:: TEXT SECTION ::
◇ ◇ ◇ ◇

Morocco Travel Guide: Essential Facts and Information

Morocco Travel Guide Essential Facts and Information
••• Camels in the Desert, Morocco. Gallo Images - Herman du Plessis/ Getty Images

Rich in history and famous for its spell-binding Sahara Desert landscapes, Morocco is a must-visit destination for those interested in just about anything - from culture and cuisine to nature and adventure sports. The imperial cities of Marrakesh, Fez, Meknes and Rabat are filled with fragrant food, bustling souks and magnificent medieval architecture. Coastal towns like Asilah and Essaouira provide an escape from the North African heat in summer; while the Atlas Mountains offer opportunities for skiing and snowboarding in winter.

 

Location:

Morocco is located on the northwest corner of the African continent. Its north and west coastlines are washed by the Mediterranean and the North Altantic respectively, and it shares land borders with Algeria, Spain and Western Sahara.

Geography:

Morocco covers a total area of 172,410 square miles/ 446,550 square kilometers, making it slightly larger than the U.S. state of California. 

Capital City: 

The capital of Morocco is Rabat

Population:

In July 2016, the CIA World Factbook estimated Morocco's population at just over 33.6 million people. The average life expectancy for Moroccans is 76.9 years of age - one of the highest in Africa. 

Languages:

There are two official languages in Morocco - Modern Standard Arabic and Amazigh, or Berber. French acts as a second language for many educated Moroccans. 

Religion:

Islam is by far the most widely practised religion in Morocco, accounting for 99% of the population.

Almost all Moroccans are Sunni Muslims. 

Currency:

Morocco's currency is the Moroccan dirham. For accurate exchange rates, use this online currency converter

Climate:

Although Morocco's climate is generally hot and dry, weather can vary dramatically depending on where you are. In the south of the country (nearer the Sahara), rainfall is limited; but in the north, light rains are common between November and March.

On the coast, offshore breezes provide relief from soaring summer temperatures, while the mountain regions remain cool all year round. In winter, snow falls heavily in the Atlas Mountains. Temperatures in the Sahara Desert can be both scorching during the day and freezing at night. 

When to Go:

The best time to visit Morocco depends on what you want to do. Summer (June to August) is best for beach breaks, while spring and fall offer more pleasant temperatures for visits to Marrakesh. The Sahara is also best during fall (September to November), when the weather is neither too hot nor too cold and the Sirocco winds have yet to start. Winter is the only time for skiing trips to the Atlas Mountains. 

Key Attractions:

Marrakesh

Marrakesh is not Morocco's capital, nor its largest city. However, it is the most beloved by overseas visitors - for its wonderfully chaotic atmosphere, the incredible shopping opportunities offered by its labyrinthine souk, and its fascinating architecture. Highlights include the al fresco food stalls in Djemaa el Fna square, and historic landmarks like the Saadian Tombs and El Badi Palace

Fez

Founded in the 8th century, Fez is steeped in history and protected as a UNESCO World Heritage Site.

◇ ◇ ◇ ◇

:: TASK DESCRIPTION ::
Keep writing the Morocco travel guide from its last sentence, in the same style.

:: ENTRIES PROVIDED ::
◇ ◇ ◇ ◇

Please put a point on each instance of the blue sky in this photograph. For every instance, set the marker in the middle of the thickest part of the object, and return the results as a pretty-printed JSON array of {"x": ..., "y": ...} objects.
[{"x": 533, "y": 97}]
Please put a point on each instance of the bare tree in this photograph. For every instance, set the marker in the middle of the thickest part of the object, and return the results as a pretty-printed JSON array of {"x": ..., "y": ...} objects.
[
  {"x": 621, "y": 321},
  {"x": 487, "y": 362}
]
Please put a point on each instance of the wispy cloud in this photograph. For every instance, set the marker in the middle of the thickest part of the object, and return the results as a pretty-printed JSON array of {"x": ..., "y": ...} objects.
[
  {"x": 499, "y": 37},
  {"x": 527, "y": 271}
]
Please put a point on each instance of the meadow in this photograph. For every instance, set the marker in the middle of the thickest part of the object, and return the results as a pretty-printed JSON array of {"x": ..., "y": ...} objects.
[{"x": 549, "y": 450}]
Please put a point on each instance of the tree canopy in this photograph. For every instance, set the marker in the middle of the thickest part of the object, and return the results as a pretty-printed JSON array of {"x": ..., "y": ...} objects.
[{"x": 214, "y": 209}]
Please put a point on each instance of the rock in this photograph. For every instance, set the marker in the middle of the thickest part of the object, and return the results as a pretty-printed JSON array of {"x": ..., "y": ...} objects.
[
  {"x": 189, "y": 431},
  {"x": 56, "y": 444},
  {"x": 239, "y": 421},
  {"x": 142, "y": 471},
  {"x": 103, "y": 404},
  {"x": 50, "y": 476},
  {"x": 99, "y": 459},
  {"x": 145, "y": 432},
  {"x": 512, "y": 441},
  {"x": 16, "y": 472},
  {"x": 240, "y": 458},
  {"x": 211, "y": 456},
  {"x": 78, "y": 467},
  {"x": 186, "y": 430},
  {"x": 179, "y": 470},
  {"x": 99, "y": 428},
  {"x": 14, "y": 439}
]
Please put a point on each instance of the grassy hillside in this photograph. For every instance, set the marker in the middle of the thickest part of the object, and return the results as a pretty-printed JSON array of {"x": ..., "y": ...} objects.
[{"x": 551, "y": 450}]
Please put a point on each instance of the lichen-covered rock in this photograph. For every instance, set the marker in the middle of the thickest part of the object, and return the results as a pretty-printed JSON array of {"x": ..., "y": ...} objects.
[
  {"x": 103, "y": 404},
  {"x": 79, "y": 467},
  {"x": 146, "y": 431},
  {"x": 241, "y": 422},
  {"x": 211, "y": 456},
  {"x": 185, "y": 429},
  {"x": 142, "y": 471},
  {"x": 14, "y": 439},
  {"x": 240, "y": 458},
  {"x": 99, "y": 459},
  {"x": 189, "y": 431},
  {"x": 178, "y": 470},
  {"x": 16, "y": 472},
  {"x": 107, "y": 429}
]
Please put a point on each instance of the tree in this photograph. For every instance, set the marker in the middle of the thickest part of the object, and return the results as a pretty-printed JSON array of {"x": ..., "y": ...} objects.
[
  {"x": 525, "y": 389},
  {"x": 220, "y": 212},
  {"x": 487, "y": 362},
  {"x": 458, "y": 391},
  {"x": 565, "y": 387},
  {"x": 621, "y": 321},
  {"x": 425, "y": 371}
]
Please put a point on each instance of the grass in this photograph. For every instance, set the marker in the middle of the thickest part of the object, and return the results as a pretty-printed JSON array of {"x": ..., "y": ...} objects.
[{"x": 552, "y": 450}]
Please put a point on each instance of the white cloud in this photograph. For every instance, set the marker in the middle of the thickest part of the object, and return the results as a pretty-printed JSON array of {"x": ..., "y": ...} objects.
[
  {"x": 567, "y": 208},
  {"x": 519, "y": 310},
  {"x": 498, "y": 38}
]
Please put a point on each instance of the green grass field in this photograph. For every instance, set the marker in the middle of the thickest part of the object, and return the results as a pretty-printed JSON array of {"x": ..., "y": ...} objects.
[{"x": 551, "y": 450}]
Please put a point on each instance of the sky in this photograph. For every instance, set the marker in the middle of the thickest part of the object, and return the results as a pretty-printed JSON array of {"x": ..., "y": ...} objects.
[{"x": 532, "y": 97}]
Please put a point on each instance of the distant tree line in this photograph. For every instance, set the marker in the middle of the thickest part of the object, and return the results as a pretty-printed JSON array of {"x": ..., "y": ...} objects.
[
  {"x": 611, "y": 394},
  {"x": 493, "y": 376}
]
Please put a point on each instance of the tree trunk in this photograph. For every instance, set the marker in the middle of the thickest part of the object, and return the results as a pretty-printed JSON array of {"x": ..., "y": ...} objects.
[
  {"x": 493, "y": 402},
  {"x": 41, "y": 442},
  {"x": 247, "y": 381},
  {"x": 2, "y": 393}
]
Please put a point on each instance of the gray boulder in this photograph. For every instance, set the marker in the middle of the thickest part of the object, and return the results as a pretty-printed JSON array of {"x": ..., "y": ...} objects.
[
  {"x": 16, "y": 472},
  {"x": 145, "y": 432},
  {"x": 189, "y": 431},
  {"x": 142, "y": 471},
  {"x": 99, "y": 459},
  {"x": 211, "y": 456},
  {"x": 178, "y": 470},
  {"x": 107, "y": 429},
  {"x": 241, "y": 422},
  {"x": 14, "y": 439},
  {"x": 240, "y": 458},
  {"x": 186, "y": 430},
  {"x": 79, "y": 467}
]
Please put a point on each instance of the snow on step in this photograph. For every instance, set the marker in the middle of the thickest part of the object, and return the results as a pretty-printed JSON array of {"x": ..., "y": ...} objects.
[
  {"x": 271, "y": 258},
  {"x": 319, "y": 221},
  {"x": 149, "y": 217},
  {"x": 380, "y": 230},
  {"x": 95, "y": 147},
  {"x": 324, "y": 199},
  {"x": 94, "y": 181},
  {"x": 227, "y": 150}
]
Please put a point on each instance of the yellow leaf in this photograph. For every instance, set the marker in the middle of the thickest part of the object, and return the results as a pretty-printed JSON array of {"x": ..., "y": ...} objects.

◇ ◇ ◇ ◇

:: RESULT FOR THIS TASK ::
It is also the world's largest car-free area, and the winding streets look much as they have done for over a thousand years. Discover the colorful dye vats of the Chaouwara Tanneries, get lost while exploring the ancient medina or stand in awe before the Moorish-style Bab Bou Jeloud gate.  

Essaouira

Centrally located on Morocco's Atlantic coast, Essaouira is a favorite summer destination for Moroccans and travelers in the know. At this time of year, cool breezes keep temperatures bearable and create the perfect conditions for windsurfing and kiteboarding. The atmosphere is relaxed, the seafood fresh and the town itself full of bohemian art galleries and boutiques.

Merzouga

Situated on the edge of the Sahara Desert, the tiny town of Merzouga is most famous as the gateway to Morocco's breathtaking Erg Chebbi dunes.

It's the ideal jumping-off point for desert adventures, including camel-back safaris, 4x4 camping trips, sand-boarding and quad biking. Above all, visitors are attracted by the chance to experience Berber culture at its most authentic. 

Getting There

Morocco has several international airports, including Mohammed V International Airport in Casablanca, and Marrakesh Menara Airport. It is also possible to travel to Tangier by ferry, from European ports like Tarifa, Algeciras and Gibraltar. Citizens of countries including Australia, Canada, the United Kingdom and the United States do not need a visa to visit Morocco for vacations of 90 days or less. Some nationalities do need a visa, however - check Moroccan government guidelines to find out more. 

Medical Requirements

Before traveling to Morocco, you should ensure that your routine vaccines are up to date, and also consider being vaccinated for Typhoid and Hepatitis A. The mosquito-borne diseases commonly found in sub-Saharan Africa (e.g. Malaria, Yellow Fever and Zika Virus) are not a problem in Morocco. For comprehensive advice about vaccinations, visit the CDC website regarding Moroccan travel.